**DIRECTION**: Reproduce every entry that follows word for word, but omit the images.

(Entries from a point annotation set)
::::::::::

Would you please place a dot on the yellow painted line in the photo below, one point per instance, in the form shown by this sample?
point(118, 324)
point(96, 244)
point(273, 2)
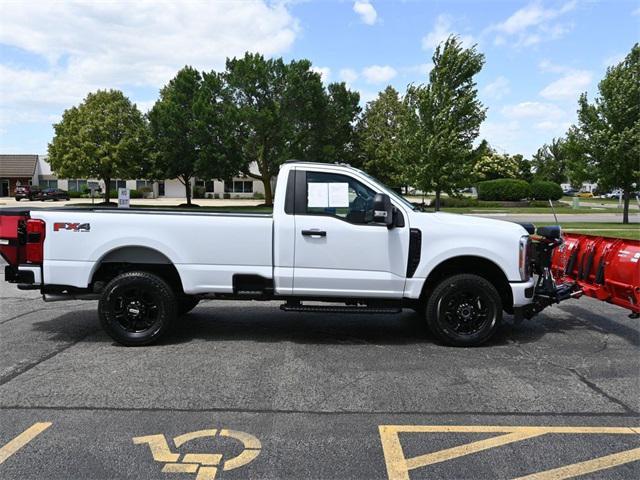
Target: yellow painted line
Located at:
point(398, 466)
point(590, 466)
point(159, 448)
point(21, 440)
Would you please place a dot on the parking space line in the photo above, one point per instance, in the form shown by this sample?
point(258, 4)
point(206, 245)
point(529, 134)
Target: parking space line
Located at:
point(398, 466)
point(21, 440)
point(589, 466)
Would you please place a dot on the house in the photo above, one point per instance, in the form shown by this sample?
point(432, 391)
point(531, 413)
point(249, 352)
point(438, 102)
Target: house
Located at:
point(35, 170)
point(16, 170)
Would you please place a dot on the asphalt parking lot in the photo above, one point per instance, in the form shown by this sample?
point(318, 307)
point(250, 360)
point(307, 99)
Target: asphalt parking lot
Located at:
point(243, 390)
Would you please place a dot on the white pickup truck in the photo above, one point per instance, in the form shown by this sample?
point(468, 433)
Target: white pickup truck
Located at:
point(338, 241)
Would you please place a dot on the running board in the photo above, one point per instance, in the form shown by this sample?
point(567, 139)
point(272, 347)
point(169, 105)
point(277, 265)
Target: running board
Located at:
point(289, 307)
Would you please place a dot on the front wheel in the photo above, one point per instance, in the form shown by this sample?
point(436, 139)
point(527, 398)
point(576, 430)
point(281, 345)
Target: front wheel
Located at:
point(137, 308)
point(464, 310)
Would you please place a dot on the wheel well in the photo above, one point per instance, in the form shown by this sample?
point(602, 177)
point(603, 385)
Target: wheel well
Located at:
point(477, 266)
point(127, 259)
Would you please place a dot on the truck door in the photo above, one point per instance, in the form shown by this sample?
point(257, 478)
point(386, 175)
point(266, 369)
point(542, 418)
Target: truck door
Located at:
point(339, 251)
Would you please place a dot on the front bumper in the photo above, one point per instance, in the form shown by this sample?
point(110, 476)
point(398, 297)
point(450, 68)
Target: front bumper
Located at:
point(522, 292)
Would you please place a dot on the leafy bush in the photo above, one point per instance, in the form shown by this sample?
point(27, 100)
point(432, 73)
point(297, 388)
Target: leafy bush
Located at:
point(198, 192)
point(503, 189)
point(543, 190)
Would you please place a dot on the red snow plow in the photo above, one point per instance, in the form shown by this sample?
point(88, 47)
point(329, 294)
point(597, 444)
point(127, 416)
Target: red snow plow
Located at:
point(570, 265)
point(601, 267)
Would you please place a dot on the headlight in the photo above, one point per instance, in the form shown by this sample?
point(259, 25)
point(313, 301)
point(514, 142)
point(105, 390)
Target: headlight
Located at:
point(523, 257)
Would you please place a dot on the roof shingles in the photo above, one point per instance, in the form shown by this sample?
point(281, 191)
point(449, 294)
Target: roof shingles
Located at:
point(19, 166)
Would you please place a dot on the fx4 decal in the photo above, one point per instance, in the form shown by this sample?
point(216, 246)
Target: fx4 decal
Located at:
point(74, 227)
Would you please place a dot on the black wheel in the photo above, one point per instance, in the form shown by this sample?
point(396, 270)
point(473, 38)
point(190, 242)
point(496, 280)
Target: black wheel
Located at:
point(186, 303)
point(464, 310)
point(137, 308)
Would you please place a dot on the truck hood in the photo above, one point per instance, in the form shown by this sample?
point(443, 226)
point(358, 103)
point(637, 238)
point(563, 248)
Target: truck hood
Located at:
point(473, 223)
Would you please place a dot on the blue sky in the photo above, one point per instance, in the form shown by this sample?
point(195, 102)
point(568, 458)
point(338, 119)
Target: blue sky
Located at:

::::::::::

**RESULT**:
Would you please place a dot on the yellow painted line in the photo below, one point per instance, in the form shown by this sample?
point(118, 324)
point(96, 244)
point(273, 2)
Target: yellow painted line
Located at:
point(398, 466)
point(590, 466)
point(159, 448)
point(21, 440)
Would you please place a dot on the parking space line in the photo above, one point per instance, in the form shown by this sample?
point(258, 4)
point(206, 245)
point(529, 134)
Target: parking space line
Located at:
point(398, 466)
point(21, 440)
point(589, 466)
Would you please place a dot on the house in the photo above, one point per instance, in the form shown by this sample?
point(432, 391)
point(531, 413)
point(249, 352)
point(438, 102)
Target: house
Located at:
point(35, 170)
point(16, 170)
Would you please place a dot on the asphalt parking lot in the photo above, one point per instance, in the form shown by this sample?
point(318, 307)
point(250, 360)
point(307, 99)
Target: asphalt parking lot
Located at:
point(243, 390)
Would you please place a dot on the white pickup truck in the photo above, one point per instance, in the form shown by this sample?
point(468, 433)
Target: white pickup truck
Located at:
point(338, 241)
Would you please place a dot on the running board in the photo above, one point per instance, in the form shown by this sample?
point(567, 139)
point(272, 347)
point(169, 105)
point(277, 265)
Target: running board
Located at:
point(289, 307)
Would you please place a dot on the front wheel in the photo above, one point per instance, in the form shown by this sample?
point(436, 139)
point(527, 398)
point(576, 430)
point(281, 345)
Target: front wheel
Located at:
point(137, 308)
point(464, 310)
Would you please place a dot on the wheel well in the photo above, one point per instance, in the form shown by this sample?
point(602, 177)
point(603, 385)
Target: wheel well
Located at:
point(477, 266)
point(127, 259)
Would you please place a dot on the truck door in the photo above, one point per instance, in the form shown by this sample?
point(257, 478)
point(386, 175)
point(266, 369)
point(542, 418)
Target: truck door
Located at:
point(339, 251)
Would you please place a dot on the front bumper in the photo above, one point per instance, in the form shown by this sample?
point(110, 476)
point(398, 297)
point(450, 68)
Target: front bumper
Located at:
point(522, 292)
Would you please place a dot on the leafy bush in the photo above, one point per instance, in the form shown by this sample?
point(27, 100)
point(432, 73)
point(297, 388)
Target: leafy bush
Located at:
point(198, 192)
point(503, 189)
point(543, 190)
Would you please place a dot on the red snow plow in the photo above, one point per instance, in the form shown by this sample?
point(88, 47)
point(329, 294)
point(597, 444)
point(127, 416)
Target: red snow plow
Located at:
point(570, 265)
point(601, 267)
Would you please place a dot on the headlight in the photo above, one point per instance, in the form shown by this sample?
point(259, 25)
point(313, 301)
point(514, 142)
point(105, 390)
Target: headlight
Located at:
point(523, 257)
Would you please place a dot on the roof shingles in the photo above, one point per instance, in the form shown by this sample?
point(281, 191)
point(449, 294)
Target: roof shingles
Located at:
point(19, 166)
Would you please place a dot on the fx4 decal in the photo above, one point per instance, in the form shown by this sample?
point(216, 246)
Target: fx4 decal
Located at:
point(74, 227)
Would you please place a dot on the black wheel in the photo above, one point per instance, in the form shown by this sample?
point(396, 270)
point(473, 38)
point(190, 242)
point(496, 280)
Target: black wheel
Located at:
point(186, 303)
point(464, 310)
point(137, 308)
Would you please place a dot on the truck hood in the photo above, one point per instance, in the form shown by this sample?
point(443, 226)
point(358, 103)
point(637, 238)
point(563, 248)
Target: truck hood
Located at:
point(473, 223)
Would you please place a dot on the blue sky in the photo above, one point per instance, in the form shown by this sample?
point(195, 102)
point(568, 458)
point(338, 119)
Target: blue sky
Located at:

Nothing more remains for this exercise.